--- Provided data ---

----------

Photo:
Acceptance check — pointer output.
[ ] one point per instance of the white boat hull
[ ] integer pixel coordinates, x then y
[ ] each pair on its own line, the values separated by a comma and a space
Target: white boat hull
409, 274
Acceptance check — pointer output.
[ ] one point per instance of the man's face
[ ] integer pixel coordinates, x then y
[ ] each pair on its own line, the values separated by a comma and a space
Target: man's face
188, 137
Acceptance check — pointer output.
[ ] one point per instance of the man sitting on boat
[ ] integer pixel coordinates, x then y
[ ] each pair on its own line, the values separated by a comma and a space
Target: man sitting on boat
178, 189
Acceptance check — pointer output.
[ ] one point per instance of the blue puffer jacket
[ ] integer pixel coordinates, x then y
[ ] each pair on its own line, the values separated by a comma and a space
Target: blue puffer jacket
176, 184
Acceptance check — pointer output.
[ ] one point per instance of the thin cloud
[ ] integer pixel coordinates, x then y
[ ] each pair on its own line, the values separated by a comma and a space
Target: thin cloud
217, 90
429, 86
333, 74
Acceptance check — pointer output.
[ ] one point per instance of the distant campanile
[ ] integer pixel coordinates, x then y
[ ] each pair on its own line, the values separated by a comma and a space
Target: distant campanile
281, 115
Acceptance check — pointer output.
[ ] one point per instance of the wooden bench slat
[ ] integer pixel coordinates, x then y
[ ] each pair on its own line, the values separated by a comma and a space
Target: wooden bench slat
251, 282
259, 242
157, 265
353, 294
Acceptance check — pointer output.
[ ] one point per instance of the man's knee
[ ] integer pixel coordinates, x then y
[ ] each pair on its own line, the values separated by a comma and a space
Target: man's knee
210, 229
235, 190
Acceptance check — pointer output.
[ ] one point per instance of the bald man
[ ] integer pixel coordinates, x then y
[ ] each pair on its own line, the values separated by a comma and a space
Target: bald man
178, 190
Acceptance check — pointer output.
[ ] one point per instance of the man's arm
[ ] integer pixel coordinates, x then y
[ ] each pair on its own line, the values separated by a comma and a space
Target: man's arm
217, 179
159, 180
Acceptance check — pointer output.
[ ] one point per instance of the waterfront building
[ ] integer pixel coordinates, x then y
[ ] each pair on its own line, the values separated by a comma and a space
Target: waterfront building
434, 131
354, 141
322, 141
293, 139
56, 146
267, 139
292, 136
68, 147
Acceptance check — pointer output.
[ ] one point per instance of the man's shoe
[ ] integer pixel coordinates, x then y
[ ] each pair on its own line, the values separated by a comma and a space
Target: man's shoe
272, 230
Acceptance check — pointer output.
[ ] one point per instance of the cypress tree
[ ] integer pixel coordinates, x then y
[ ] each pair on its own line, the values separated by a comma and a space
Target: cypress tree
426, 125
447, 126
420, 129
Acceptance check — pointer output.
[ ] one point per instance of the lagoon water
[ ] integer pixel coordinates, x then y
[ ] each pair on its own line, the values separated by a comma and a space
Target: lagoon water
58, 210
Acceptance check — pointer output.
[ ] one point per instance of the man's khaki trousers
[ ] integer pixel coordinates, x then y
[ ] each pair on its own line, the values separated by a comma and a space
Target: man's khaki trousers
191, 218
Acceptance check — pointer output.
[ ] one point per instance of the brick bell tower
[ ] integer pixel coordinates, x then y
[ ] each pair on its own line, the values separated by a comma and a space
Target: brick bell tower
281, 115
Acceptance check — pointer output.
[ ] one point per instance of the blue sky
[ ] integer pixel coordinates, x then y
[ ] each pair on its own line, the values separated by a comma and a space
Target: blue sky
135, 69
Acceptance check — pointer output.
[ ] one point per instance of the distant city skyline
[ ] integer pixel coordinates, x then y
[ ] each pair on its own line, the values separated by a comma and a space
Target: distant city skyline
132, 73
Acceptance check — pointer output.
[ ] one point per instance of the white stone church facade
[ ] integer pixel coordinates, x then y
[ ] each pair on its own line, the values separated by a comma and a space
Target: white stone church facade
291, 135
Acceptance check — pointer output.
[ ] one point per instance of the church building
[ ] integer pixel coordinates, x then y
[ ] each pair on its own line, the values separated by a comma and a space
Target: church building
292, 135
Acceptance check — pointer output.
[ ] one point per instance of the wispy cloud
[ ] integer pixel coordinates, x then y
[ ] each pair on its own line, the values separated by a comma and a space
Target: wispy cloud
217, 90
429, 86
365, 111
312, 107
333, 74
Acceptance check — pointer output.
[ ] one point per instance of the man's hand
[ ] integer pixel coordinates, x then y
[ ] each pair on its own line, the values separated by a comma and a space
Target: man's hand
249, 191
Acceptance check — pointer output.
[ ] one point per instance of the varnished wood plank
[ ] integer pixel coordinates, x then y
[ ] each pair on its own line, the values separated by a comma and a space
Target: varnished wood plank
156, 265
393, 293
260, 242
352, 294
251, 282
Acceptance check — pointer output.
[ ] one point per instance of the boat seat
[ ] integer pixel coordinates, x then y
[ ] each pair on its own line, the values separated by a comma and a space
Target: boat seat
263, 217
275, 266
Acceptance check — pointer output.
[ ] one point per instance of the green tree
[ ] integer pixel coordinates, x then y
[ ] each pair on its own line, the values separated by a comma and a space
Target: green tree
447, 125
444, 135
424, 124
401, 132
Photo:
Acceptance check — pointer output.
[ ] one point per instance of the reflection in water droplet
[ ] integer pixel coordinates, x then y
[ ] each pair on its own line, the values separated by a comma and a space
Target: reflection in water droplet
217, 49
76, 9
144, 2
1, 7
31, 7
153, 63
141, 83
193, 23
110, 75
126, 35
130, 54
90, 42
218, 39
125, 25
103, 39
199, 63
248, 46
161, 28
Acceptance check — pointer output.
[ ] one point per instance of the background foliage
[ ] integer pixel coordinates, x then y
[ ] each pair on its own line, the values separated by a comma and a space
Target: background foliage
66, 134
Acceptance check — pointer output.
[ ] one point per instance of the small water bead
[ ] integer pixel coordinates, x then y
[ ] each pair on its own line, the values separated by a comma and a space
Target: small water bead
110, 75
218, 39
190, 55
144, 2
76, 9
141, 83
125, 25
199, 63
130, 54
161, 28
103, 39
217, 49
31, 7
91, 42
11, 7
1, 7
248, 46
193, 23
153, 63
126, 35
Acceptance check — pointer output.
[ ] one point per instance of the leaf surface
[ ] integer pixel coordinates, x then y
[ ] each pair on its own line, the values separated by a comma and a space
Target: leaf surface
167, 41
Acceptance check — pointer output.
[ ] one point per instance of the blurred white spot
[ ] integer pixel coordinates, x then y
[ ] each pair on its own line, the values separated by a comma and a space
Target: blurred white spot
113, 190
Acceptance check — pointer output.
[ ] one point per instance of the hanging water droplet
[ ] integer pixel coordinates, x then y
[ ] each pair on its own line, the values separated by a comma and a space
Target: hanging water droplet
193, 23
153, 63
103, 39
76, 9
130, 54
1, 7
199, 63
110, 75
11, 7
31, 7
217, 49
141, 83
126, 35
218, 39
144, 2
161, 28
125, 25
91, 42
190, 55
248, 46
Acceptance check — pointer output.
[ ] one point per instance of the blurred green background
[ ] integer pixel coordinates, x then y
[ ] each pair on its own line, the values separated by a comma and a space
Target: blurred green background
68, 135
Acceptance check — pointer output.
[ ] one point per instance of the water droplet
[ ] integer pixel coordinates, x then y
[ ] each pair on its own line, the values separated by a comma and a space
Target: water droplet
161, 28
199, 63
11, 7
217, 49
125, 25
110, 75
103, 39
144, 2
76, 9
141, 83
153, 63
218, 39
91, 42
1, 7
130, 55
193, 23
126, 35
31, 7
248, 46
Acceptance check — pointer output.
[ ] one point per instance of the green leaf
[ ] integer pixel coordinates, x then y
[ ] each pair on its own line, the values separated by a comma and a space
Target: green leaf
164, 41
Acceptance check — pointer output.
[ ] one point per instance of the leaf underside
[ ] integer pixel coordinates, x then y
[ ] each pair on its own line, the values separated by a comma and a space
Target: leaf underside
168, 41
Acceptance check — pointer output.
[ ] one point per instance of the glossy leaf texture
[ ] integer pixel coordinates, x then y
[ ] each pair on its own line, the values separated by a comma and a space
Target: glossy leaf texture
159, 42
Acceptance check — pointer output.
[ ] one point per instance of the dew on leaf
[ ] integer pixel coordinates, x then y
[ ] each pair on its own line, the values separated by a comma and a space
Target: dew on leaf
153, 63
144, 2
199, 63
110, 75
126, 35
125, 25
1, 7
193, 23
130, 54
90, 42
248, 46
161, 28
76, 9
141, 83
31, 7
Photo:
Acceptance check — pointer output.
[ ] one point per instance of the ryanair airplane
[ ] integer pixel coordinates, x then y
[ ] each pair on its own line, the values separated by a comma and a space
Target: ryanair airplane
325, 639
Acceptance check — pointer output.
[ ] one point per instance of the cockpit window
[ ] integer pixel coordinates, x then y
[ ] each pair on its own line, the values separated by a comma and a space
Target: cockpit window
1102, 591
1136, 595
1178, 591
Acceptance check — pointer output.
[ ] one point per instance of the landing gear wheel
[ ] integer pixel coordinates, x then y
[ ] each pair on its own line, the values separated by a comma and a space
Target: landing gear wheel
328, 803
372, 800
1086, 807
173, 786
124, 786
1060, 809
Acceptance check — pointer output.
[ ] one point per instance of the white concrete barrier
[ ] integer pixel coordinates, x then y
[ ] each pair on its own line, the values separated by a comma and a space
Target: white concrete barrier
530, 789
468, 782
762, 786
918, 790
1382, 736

----------

--- Task prompt ---
Extract exactly the leading lines of the data, stopping at and including the line with "[ ] one point per instance of the wooden".

--- Answer space ---
Photo:
Acceptance check — pointer output.
[ ] one point per instance of the white boat hull
[ ] integer pixel coordinates, x then y
[ ] each pair on its own line, the values separated by a comma and a space
Target: white boat hull
409, 274
Acceptance check — pointer output.
[ ] one point per instance of the man's face
[ ] integer pixel coordinates, x then y
[ ] each pair on its own line, the values separated by a comma and a space
Target: man's face
188, 137
Acceptance check — pointer output.
[ ] one point per instance of the man sitting on boat
[ ] integer pixel coordinates, x then y
[ ] each pair on its own line, the values separated by a comma and a space
Target: man sitting on boat
178, 189
Acceptance check — pointer output.
[ ] one point per instance of the blue puffer jacket
[ ] integer pixel coordinates, x then y
[ ] each pair on its own line, the values separated by a comma and a space
Target: blue puffer jacket
176, 184
Acceptance check — pointer output.
[ ] one point per instance of the thin cloud
[ ] integer pixel coordinates, x then y
[ ] each pair on its own line, the values separated by a comma and a space
Target: thin cloud
217, 90
429, 86
333, 74
Acceptance check — pointer output.
[ ] one point per instance of the distant campanile
[ ] integer pixel coordinates, x then y
[ ] each pair on its own line, the values separated by a comma and a space
Target: distant campanile
281, 115
Acceptance check — pointer output.
[ ] one point per instance of the wooden bench slat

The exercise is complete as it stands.